◆ Data taken from a collection

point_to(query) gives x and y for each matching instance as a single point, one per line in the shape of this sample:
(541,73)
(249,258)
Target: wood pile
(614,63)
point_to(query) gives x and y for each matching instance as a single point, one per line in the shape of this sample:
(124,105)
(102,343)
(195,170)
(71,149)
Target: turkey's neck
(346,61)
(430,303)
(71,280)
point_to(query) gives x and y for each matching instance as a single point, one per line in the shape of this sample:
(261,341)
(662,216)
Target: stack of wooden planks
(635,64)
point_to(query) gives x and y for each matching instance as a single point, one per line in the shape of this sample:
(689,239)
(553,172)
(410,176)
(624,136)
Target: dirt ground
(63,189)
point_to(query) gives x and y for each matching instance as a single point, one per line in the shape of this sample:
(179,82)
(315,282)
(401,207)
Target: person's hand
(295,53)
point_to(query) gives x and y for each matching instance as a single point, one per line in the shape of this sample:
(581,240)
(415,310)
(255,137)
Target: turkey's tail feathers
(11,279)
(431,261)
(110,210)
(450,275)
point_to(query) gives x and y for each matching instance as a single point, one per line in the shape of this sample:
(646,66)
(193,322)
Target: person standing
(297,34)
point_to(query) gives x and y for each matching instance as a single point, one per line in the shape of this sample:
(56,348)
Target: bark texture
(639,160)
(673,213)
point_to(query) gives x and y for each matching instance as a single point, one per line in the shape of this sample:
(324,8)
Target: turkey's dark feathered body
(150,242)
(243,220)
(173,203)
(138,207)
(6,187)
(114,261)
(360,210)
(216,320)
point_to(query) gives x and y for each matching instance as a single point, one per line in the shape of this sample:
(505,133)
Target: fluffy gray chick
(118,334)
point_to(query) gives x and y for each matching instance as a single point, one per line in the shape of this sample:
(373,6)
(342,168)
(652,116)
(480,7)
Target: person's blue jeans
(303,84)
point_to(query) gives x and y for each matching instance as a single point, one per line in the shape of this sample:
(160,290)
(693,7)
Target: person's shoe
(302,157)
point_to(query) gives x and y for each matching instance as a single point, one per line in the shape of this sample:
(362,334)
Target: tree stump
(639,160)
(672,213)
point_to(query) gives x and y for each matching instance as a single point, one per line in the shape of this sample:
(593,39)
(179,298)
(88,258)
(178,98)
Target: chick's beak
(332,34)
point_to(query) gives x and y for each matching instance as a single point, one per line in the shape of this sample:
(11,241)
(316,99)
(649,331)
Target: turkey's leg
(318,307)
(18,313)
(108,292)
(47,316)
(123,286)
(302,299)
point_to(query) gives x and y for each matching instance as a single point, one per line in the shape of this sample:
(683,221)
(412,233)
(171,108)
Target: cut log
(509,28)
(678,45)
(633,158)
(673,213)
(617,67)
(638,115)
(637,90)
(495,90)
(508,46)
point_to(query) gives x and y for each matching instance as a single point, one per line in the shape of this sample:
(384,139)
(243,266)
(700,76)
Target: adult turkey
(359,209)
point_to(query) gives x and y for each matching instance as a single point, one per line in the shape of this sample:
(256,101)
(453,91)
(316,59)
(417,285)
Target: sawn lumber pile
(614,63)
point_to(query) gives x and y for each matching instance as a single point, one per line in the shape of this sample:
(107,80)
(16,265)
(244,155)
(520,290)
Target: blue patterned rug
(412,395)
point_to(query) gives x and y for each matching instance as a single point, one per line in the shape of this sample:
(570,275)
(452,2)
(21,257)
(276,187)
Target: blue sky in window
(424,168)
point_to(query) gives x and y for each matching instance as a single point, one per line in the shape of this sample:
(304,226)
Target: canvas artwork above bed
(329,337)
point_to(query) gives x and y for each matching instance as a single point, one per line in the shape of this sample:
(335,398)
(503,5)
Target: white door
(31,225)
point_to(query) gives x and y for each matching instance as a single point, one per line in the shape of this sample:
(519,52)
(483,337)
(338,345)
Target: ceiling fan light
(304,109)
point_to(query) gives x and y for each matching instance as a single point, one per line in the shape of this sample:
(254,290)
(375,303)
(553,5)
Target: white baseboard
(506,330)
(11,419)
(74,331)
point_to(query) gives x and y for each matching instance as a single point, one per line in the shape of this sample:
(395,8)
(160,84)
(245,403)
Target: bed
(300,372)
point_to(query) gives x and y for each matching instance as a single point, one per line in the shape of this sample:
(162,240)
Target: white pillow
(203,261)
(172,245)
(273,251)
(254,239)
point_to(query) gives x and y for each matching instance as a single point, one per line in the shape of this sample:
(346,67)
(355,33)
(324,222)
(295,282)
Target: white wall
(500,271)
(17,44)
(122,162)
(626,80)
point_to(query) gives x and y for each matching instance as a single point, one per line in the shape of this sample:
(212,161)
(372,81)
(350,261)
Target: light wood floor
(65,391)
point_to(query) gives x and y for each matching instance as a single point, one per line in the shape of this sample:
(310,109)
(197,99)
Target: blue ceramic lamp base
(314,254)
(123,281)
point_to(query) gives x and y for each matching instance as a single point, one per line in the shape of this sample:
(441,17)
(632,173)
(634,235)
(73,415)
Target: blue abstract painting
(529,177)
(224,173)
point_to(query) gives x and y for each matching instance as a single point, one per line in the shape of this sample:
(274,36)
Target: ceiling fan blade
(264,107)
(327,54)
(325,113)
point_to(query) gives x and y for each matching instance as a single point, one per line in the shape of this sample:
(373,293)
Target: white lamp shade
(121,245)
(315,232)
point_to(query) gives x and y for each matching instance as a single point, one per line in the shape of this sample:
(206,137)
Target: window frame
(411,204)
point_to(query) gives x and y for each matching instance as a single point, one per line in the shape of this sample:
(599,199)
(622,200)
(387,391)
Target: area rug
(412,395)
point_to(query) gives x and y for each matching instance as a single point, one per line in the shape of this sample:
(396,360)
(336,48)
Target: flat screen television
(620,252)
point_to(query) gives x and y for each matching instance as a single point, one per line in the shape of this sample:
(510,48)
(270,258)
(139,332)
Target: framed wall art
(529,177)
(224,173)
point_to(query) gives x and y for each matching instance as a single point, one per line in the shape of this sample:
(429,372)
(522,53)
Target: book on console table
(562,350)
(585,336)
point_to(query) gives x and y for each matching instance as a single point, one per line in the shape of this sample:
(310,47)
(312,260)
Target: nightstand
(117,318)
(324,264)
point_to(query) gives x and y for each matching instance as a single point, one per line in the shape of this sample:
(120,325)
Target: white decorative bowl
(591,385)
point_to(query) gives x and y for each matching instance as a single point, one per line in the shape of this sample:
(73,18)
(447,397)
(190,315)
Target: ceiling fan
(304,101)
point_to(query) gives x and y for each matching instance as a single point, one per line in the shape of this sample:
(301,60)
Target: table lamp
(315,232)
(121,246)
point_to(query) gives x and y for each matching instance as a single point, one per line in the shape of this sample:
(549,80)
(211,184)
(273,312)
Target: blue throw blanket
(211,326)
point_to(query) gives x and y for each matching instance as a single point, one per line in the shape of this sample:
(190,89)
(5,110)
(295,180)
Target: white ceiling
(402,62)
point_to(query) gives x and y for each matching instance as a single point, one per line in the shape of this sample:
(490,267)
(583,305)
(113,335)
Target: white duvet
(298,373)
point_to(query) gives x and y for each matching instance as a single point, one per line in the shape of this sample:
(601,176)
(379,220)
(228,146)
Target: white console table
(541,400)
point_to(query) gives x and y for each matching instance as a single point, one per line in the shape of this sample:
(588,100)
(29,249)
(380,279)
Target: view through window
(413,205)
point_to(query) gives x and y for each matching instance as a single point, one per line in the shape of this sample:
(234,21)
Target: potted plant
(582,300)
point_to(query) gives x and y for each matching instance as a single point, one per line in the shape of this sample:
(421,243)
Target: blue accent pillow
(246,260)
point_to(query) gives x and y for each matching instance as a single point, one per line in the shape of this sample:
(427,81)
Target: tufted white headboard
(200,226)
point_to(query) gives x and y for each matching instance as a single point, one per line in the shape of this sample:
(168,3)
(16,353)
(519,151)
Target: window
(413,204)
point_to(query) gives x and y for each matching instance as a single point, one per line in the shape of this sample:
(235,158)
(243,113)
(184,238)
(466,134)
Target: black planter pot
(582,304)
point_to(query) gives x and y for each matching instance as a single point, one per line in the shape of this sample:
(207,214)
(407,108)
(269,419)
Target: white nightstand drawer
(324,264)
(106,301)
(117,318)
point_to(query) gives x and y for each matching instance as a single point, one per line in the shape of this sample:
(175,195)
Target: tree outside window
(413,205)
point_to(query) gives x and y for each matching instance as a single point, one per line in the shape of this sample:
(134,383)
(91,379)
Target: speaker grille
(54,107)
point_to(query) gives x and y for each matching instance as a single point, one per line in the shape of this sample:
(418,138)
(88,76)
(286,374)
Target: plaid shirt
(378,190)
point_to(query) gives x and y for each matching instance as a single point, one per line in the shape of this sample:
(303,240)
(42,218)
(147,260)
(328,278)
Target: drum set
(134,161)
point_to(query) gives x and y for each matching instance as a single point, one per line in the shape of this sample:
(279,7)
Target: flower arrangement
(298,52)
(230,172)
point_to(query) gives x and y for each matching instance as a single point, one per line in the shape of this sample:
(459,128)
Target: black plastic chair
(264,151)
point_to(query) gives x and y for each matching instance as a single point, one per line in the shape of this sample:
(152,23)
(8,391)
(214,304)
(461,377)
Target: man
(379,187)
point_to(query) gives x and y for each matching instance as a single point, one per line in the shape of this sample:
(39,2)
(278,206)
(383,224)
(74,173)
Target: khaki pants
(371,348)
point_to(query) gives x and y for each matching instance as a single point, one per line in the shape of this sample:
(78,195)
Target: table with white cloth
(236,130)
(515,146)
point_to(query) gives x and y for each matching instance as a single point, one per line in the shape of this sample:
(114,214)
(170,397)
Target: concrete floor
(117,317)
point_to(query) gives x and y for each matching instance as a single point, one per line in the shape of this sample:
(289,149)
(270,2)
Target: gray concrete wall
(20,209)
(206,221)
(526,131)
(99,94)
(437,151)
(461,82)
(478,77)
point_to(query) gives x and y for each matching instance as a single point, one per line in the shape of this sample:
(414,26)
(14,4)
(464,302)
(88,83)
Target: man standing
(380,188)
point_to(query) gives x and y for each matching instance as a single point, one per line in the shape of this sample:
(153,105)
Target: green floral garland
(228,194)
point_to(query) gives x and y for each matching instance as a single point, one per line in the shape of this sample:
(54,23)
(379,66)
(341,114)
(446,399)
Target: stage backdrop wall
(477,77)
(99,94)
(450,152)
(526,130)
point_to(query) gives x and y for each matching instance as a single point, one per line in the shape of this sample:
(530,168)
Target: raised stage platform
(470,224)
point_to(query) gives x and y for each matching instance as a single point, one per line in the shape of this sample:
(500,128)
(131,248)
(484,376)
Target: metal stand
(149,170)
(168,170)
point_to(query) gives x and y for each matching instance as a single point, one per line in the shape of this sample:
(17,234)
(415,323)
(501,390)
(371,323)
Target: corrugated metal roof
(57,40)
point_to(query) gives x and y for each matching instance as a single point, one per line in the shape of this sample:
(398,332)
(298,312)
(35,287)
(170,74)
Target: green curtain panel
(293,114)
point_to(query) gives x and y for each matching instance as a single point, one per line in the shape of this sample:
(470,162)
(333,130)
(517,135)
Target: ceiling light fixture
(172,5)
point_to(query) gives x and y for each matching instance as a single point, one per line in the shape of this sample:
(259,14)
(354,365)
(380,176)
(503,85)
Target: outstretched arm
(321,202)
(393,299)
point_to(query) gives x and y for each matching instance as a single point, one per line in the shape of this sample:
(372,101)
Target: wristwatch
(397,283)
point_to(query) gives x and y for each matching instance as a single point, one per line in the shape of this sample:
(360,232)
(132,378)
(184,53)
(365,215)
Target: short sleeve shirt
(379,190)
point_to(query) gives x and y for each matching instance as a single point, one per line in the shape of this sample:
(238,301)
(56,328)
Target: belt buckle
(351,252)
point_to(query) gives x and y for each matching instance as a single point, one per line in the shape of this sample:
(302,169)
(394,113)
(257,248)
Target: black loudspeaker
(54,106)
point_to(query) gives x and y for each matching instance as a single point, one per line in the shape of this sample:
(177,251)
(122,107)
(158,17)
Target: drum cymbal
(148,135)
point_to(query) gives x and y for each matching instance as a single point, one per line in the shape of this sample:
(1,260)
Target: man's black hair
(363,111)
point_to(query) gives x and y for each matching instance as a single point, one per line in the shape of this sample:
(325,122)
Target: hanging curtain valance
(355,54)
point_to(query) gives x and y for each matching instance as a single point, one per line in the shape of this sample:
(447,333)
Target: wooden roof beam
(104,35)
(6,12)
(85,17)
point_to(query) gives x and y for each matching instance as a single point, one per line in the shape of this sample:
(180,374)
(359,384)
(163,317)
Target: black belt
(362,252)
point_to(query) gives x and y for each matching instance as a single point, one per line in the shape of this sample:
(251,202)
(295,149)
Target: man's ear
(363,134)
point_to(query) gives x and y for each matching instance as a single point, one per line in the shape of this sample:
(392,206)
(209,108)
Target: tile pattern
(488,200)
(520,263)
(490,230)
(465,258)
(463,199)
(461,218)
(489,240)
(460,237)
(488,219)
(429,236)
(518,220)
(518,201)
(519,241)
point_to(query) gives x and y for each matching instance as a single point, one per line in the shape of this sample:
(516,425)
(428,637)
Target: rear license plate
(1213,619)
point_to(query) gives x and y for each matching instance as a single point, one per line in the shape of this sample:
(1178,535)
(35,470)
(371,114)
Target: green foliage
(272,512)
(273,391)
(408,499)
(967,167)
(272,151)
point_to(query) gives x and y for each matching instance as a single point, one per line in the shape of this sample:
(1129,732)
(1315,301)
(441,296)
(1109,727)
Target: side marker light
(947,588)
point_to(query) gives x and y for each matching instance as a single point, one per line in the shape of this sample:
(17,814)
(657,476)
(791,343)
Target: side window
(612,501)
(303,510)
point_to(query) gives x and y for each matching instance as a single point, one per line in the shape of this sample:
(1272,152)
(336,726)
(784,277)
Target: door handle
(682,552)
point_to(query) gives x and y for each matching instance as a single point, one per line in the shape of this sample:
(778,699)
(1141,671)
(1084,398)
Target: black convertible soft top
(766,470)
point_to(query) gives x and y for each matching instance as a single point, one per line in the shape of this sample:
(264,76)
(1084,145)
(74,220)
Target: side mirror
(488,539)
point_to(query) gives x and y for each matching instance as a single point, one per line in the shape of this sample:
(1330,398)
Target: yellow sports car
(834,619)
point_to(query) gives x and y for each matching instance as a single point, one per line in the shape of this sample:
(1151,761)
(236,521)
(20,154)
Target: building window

◆ Work instructions
Report how many lines in the data above contain the word "curtain", giving only the number. Case counts.

◆ Completed task
2